Objectives.
1) Please rewrite the article on the anti-war movement, starting with "Neither rising domestic" and going on through "War on Terror.", and change "mobilizations" to "demonstrations".
2) In the article on the anti-war movement, what share of Americans think the occupation of Iraq is a bad business?
3) Mark each statement yes or no against the article on the anti-war movement, and quote the words that settle it. (a) The Democrats recaptured Congress in last November's elections. (b) The article states that the anti-war movement is dead. (c) The piece appeared in New Left Review 46.

Page extract.
┄┄┄┄┄┄┄┄┄┄

[Peace-discuss] Cockburn on the anti-war movement

C. G. Estabrook galliher at uiuc.edu
Thu Sep 20 00:22:07 CDT 2007


New Left Review 46, July-August 2007

Neither rising domestic opposition to the Iraq war, nor discussions of 
withdrawal in Congress, can be ascribed to pressure from mass 
mobilizations against the occupation. Alexander Cockburn investigates 
the disappearance of the anti-war movement: co-opted by the Democrats, 
captive to the logic of the War on Terror.

	ALEXANDER COCKBURN
	WHATEVER HAPPENED TO THE ANTI-WAR MOVEMENT?

America right now is ‘anti-war’, in the sense that about two thirds of 
the people think the occupation of Iraq is a bad business and the troops 
should come home. Anti-war sentiment was a major factor in the success 
of the Democrats in last November’s elections, when they recaptured 
Congress. The irony is that this sharp disillusion of the voters owes 
almost nothing to any anti-war movement. To say the anti-war movement is 
dead would be an overstatement, but not by a large margin. Compared to 
kindred movements in the 1960s and early 1970s, or to the struggles 
against Reagan’s wars in Central America in the late 1980s, it is 
certainly inert.

┄┄┄┄┄┄┄┄┄┄

Data records.
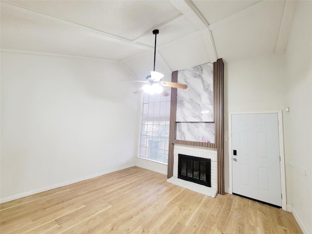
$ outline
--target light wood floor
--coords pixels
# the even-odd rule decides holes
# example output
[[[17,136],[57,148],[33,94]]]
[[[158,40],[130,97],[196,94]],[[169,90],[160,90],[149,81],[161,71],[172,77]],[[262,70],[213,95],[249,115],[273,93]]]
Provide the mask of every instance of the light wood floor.
[[[302,233],[292,213],[166,179],[135,167],[2,203],[0,233]]]

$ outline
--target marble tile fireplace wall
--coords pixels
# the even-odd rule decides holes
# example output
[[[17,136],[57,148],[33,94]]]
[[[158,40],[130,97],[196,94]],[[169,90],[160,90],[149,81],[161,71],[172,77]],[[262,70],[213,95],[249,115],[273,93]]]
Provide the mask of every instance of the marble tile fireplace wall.
[[[212,70],[211,65],[187,69],[180,78],[178,71],[172,73],[172,81],[178,79],[191,85],[179,99],[179,91],[171,90],[167,177],[177,176],[178,154],[211,156],[212,172],[214,173],[212,175],[212,188],[213,185],[218,194],[224,195],[224,65],[221,58],[213,63]],[[185,152],[177,153],[180,150]]]

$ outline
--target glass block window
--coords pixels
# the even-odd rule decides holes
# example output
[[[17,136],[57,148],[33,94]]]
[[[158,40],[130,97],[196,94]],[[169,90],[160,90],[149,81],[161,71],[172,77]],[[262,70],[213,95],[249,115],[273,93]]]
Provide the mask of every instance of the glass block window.
[[[170,95],[143,95],[138,156],[167,164]]]

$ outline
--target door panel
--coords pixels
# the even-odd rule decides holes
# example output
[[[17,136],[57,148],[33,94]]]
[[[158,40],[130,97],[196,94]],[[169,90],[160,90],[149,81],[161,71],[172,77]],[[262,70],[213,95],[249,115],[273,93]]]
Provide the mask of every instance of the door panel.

┄┄┄┄┄┄┄┄┄┄

Task solutions.
1)
Neither rising domestic opposition to the Iraq war, nor discussions of 
withdrawal in Congress, can be ascribed to pressure from mass 
demonstrations against the occupation. Alexander Cockburn investigates 
the disappearance of the anti-war movement: co-opted by the Democrats, 
captive to the logic of the War on Terror.

2) About two thirds.

3)
(a) Yes: "when they recaptured Congress."
(b) No: "To say the anti-war movement is dead would be an overstatement, but not by a large margin."
(c) Yes: "New Left Review 46, July-August 2007"